The 1880 census taker, using very creative spelling, notes the occupation of the 35-year-old Dallas Smith as “phisition.” At that time, Ohio did not license doctors, but by 1896 he would have been granted a license as a graduate of a regular medical school.

Dallas Smith set up his practice in the town of Gann, which I knew as Brinkhaven when I lived in Ohio. Dallas still lived in Knox County, but in 1880 the census shows him living with his sister-in-law, the widow of John Henry Smith and her son instead of with his parents.

He was about to have another very eventful decade.

The Move to Columbus

Some time in the 1880s, Dallas moved to Columbus. Before 1892 he had set up his office at 980 West Broad Street in Columbus.  The state capitol in 1901 had a population of 141,000.  In the medical directories, future census reports and legal papers (1892, 1900, 1901, 1905,  1910 ) he lived and practiced medicine at 980 West Broad Street in Columbus.

Broad Street was the “Main Street” of Columbus Ohio, and followed the old National Highway through town.  The State Capitol Building stands at the intersection of Broad Street and High Street, so the government and commercial center of town grew up around that area. East Broadway became the home of large mansions and lush parks along its wide expanse.

The Scioto River (Sigh-OH-ta) runs through the western edge of downtown and Broad Street extended across the Scioto. Dr. J. D. Smith’s office and home would sit in that area west of the river. The area is highway commercial now and only a few of the gorgeous old Victorian homes have survived. A modern building now stands at 980 where Dallas lived.

Martha Ellen Fitzpatrick

The same year that we see Dallas listed as a “phisition” in Knox County in Ohio, a 25-year-old Irish lass, Martha Fitzpatrick, shows up in the Columbus, Ohio (Franklin County) census working as one of two servant girls in the home of a lawyer.  That lawyer and his family live on Broad Street, about eight blocks away from Dallas’ eventual home/office.

Both Martha’s parents were Irish, although the 1880 census indicates her birthplace as Ohio. In 1900, at the peak of Irish immigration, the Irish were the 2nd largest ethnic group in Ohio, right behind Germans. After poring over census records with many Fitzpatricks, all of whom had numerous children, I believe that Martha’s father was named John (and of course there are dozens of John Fitzpatricks) and her mother Ellen, and in 1860 the family lived in Lancaster Ohio.  Martha had two sisters and two brothers in 1860, which as Irish families go, was very small. Her grandfather, also named John, lived with the family.

In 1870, when she was 18, I found Martha Fitzpatrick working as a domestic in a township with a Lancaster, Ohio mailing address.  The well-to-do family hired three domestic servants. However, by 1875, she has moved to Columbus Ohio and is working for that attorney that shows up on the 1880 census as well. The fact that this house with three servants was a few blocks from Dallas hints at the fact that he had chosen a nice neighborhood to live and work in.

- - -

* **TASK 1**:
From the Dallas Smith passage, list the years given in parentheses for the records that place him at 980 West Broad Street.
* **TASK 2**:
Go on with the Dallas Smith passage, starting after its final sentence.

* **EXTRACTED ENTRIES**:
- - -

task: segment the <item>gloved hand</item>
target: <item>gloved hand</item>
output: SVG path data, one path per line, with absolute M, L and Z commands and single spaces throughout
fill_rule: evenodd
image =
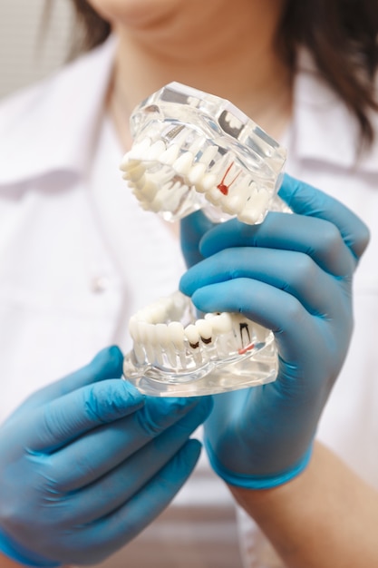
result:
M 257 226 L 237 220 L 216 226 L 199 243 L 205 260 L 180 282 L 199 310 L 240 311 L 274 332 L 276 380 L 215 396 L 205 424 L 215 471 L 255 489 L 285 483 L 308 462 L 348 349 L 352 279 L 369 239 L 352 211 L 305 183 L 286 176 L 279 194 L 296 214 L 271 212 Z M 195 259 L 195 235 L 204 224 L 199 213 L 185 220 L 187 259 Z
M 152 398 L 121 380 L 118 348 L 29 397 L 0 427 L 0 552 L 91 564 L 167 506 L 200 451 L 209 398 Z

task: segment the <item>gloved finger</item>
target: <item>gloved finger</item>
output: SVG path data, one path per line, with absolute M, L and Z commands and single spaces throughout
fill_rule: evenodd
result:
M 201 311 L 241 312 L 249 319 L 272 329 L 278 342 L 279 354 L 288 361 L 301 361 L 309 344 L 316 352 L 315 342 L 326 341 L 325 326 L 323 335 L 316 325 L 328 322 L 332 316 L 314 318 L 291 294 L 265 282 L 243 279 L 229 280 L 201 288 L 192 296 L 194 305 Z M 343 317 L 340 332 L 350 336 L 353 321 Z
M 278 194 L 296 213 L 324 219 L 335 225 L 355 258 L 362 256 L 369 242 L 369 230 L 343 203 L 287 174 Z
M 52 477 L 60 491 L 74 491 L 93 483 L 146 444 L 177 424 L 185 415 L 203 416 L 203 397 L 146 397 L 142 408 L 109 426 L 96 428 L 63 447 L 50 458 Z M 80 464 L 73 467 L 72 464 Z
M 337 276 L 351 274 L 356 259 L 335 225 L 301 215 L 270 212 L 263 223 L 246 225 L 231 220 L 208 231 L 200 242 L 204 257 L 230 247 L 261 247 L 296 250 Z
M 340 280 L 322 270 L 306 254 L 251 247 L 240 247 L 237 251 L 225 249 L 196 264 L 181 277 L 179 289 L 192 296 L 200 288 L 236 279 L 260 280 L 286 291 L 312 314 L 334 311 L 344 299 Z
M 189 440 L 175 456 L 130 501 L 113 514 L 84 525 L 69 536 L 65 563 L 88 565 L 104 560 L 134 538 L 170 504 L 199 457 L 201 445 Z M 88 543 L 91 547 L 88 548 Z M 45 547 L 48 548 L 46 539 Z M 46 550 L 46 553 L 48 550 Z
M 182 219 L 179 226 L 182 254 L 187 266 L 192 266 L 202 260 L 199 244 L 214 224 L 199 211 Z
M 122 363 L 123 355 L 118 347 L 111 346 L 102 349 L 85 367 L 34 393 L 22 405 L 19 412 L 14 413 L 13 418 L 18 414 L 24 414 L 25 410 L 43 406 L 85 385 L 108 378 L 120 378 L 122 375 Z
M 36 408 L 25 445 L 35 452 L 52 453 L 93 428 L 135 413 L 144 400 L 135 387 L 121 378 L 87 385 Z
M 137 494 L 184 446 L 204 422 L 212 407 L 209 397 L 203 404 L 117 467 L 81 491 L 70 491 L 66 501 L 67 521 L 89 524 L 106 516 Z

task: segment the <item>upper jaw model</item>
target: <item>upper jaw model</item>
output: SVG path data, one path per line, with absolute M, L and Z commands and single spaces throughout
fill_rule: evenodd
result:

- - -

* **FINAL ANSWER 1**:
1892, 1900, 1901, 1905, 1910

* **FINAL ANSWER 2**:
Dallas Marries Martha

Marriage license.

Dallas Smith and Martha Fitzpatrick Marriage license.

It would be delightful to learn how the small town doctor met the Irish domestic servant, but, alas, all we have to go on is a marriage license that tells us that in January of 1884, they were married. Ohio marriage licenses from that period hold sparse information. The printed form assures us that the groom is over 25 and the bride over 18 and neither of them are currently married to someone else. That’s about it. From other records, we know that Martha is ten years younger than Dallas Smith.

Presumably, Martha had made a giant leap from taking care of someone else’s house to be the lady of the house in a Broad Street home of a doctor.  Dallas Smith apparently did well for himself in his new location and shared his good fortune with his wife.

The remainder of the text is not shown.